§ **What the task asks**
Each record needs to be echoed exactly; can you do that?

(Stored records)
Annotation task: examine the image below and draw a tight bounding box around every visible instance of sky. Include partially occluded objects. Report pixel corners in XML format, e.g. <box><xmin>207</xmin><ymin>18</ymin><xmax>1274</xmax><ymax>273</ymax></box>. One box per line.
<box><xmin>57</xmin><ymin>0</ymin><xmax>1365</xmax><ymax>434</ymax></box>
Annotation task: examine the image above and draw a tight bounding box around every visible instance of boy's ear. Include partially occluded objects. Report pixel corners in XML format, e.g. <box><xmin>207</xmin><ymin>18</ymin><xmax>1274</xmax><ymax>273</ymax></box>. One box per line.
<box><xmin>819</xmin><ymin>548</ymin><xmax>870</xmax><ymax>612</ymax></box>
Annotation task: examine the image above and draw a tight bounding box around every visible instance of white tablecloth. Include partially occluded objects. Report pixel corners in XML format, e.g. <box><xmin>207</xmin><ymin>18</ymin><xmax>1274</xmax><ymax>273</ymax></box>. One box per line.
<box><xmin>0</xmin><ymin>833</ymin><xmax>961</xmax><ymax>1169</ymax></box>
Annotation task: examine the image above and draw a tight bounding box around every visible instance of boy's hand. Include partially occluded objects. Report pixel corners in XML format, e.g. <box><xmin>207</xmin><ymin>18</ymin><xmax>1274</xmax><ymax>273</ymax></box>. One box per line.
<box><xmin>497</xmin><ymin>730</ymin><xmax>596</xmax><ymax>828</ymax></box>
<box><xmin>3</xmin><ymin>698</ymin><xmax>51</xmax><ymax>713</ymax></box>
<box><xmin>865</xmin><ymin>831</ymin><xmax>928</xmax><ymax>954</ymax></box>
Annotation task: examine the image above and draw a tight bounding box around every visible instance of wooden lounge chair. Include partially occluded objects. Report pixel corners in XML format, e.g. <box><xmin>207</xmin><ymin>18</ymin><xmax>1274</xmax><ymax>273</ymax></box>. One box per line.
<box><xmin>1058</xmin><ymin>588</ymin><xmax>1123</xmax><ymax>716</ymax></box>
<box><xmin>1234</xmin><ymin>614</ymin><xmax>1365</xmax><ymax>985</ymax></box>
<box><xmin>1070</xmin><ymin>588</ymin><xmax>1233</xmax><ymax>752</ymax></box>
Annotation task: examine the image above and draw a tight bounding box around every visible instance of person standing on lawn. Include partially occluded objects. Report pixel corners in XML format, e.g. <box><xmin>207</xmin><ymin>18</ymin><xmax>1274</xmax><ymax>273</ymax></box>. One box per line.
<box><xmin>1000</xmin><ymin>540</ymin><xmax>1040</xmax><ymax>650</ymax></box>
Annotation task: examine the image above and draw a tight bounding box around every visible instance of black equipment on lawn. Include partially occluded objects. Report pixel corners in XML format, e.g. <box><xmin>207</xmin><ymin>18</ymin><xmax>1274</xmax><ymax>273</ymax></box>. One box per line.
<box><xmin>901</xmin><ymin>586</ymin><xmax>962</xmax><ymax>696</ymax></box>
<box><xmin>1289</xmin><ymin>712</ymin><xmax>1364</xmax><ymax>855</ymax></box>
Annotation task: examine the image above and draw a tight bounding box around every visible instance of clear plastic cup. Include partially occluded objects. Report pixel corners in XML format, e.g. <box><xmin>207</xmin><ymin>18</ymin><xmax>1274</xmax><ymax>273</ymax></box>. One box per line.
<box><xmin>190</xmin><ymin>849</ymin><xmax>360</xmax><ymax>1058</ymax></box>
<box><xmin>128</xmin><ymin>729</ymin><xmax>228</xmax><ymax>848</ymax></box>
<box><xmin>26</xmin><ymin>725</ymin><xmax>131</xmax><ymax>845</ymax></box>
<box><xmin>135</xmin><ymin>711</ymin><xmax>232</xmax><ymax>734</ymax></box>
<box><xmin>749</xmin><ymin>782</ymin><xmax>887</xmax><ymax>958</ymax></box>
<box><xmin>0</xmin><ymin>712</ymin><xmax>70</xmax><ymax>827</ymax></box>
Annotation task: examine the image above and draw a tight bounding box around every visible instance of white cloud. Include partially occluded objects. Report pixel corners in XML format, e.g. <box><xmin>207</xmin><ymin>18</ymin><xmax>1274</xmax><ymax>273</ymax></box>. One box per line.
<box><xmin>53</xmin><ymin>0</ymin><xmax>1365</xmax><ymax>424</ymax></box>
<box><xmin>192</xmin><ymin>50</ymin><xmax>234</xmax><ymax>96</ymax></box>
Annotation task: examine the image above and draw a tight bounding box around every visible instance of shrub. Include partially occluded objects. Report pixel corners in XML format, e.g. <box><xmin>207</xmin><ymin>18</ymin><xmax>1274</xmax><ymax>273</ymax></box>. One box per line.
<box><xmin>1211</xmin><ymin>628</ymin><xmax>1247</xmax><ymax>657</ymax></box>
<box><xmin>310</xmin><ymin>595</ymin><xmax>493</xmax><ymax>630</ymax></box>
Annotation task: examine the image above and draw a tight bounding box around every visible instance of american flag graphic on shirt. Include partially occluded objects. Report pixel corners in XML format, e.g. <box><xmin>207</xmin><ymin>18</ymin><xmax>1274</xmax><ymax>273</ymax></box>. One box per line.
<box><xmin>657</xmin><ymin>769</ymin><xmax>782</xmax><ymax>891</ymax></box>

§ **Solution to this exercise**
Annotation task: examine the image below and draw a tight bounding box around every visible instance of sky. Include partially occluded objects. Report pixel corners in XML format, e.g. <box><xmin>207</xmin><ymin>18</ymin><xmax>1274</xmax><ymax>273</ymax></box>. One box per line.
<box><xmin>57</xmin><ymin>0</ymin><xmax>1365</xmax><ymax>434</ymax></box>
Annotation task: examine the image above and draw a tight bounding box around every visible instance of boy's ear. Include partially occluded objects. Report pixel corners in XML format, e.g. <box><xmin>207</xmin><ymin>18</ymin><xmax>1274</xmax><ymax>273</ymax></box>. One box per line.
<box><xmin>819</xmin><ymin>548</ymin><xmax>870</xmax><ymax>612</ymax></box>
Annotation task: examine the image above and draw a tight bounding box around every visible instance of white tablecloth. Include partially occluded objects. Report pixel corners in XML format, e.g. <box><xmin>207</xmin><ymin>18</ymin><xmax>1274</xmax><ymax>273</ymax></box>. One box per line.
<box><xmin>0</xmin><ymin>833</ymin><xmax>961</xmax><ymax>1169</ymax></box>
Annotation task: examine the image above and draw a tight bounding box around every visible instance of boy's hand. Include partially occluded objects. Report pixel corners in XML format, e.g. <box><xmin>207</xmin><ymin>18</ymin><xmax>1274</xmax><ymax>273</ymax></box>. One box per line.
<box><xmin>497</xmin><ymin>730</ymin><xmax>596</xmax><ymax>828</ymax></box>
<box><xmin>3</xmin><ymin>698</ymin><xmax>51</xmax><ymax>713</ymax></box>
<box><xmin>865</xmin><ymin>831</ymin><xmax>928</xmax><ymax>954</ymax></box>
Annotation task: examine the image above and draw a tight bounding box around every visible instance of wooden lounge chair. Include partially occluded objects. Report pixel corners in XML format, e.g. <box><xmin>207</xmin><ymin>18</ymin><xmax>1274</xmax><ymax>273</ymax></box>. One box per line.
<box><xmin>1058</xmin><ymin>588</ymin><xmax>1123</xmax><ymax>716</ymax></box>
<box><xmin>1234</xmin><ymin>614</ymin><xmax>1365</xmax><ymax>985</ymax></box>
<box><xmin>1070</xmin><ymin>588</ymin><xmax>1233</xmax><ymax>752</ymax></box>
Annotation task: examine the image above and draw a tight bounding box around every visible instance of person standing on lawn. Include partially occluded objects. Report pixel corners in XML format, e.g. <box><xmin>207</xmin><ymin>18</ymin><xmax>1274</xmax><ymax>273</ymax></box>. One box per line.
<box><xmin>1000</xmin><ymin>540</ymin><xmax>1040</xmax><ymax>650</ymax></box>
Annotation task: examine the image above and draw a tight bounding box around every visible instance of black equipment on lawn. Include partially occluded objects. Report pixel corners in XML format, e.g. <box><xmin>207</xmin><ymin>18</ymin><xmax>1274</xmax><ymax>273</ymax></box>. One box per line.
<box><xmin>901</xmin><ymin>586</ymin><xmax>962</xmax><ymax>696</ymax></box>
<box><xmin>1289</xmin><ymin>712</ymin><xmax>1364</xmax><ymax>855</ymax></box>
Annotation task: examine the image above and draw a tight bounding box around every visible instance of clear plastic cup. Include partially occluded objects. Report pixel corners in XML format, e.g. <box><xmin>207</xmin><ymin>18</ymin><xmax>1274</xmax><ymax>273</ymax></box>. One box per line.
<box><xmin>190</xmin><ymin>849</ymin><xmax>360</xmax><ymax>1058</ymax></box>
<box><xmin>128</xmin><ymin>729</ymin><xmax>228</xmax><ymax>848</ymax></box>
<box><xmin>26</xmin><ymin>725</ymin><xmax>131</xmax><ymax>845</ymax></box>
<box><xmin>135</xmin><ymin>711</ymin><xmax>232</xmax><ymax>734</ymax></box>
<box><xmin>749</xmin><ymin>782</ymin><xmax>887</xmax><ymax>958</ymax></box>
<box><xmin>0</xmin><ymin>712</ymin><xmax>70</xmax><ymax>827</ymax></box>
Annotation task: examine the image above and draw a tight bounding box around every visible instance of white cloud. Include partially occluded objects. Report pixel corners in XML format, e.g. <box><xmin>207</xmin><ymin>18</ymin><xmax>1274</xmax><ymax>273</ymax></box>. One box per line.
<box><xmin>53</xmin><ymin>0</ymin><xmax>1365</xmax><ymax>424</ymax></box>
<box><xmin>192</xmin><ymin>50</ymin><xmax>234</xmax><ymax>96</ymax></box>
Annotation task: examine the image above and draw a tight bounding box around every visible instance of shrub. Include partially occluded objects. Report pixel corners in XML format, e.g. <box><xmin>207</xmin><ymin>18</ymin><xmax>1274</xmax><ymax>273</ymax></box>. One box per line.
<box><xmin>1211</xmin><ymin>628</ymin><xmax>1247</xmax><ymax>657</ymax></box>
<box><xmin>310</xmin><ymin>595</ymin><xmax>493</xmax><ymax>630</ymax></box>
Annotation task: examine the image above and draw a tight bounding box around every visible instance of american flag graphic on shirt. Include partially occluded objects. Report pixel corners in XML format, e.g. <box><xmin>207</xmin><ymin>18</ymin><xmax>1274</xmax><ymax>273</ymax></box>. One box per line.
<box><xmin>657</xmin><ymin>769</ymin><xmax>782</xmax><ymax>891</ymax></box>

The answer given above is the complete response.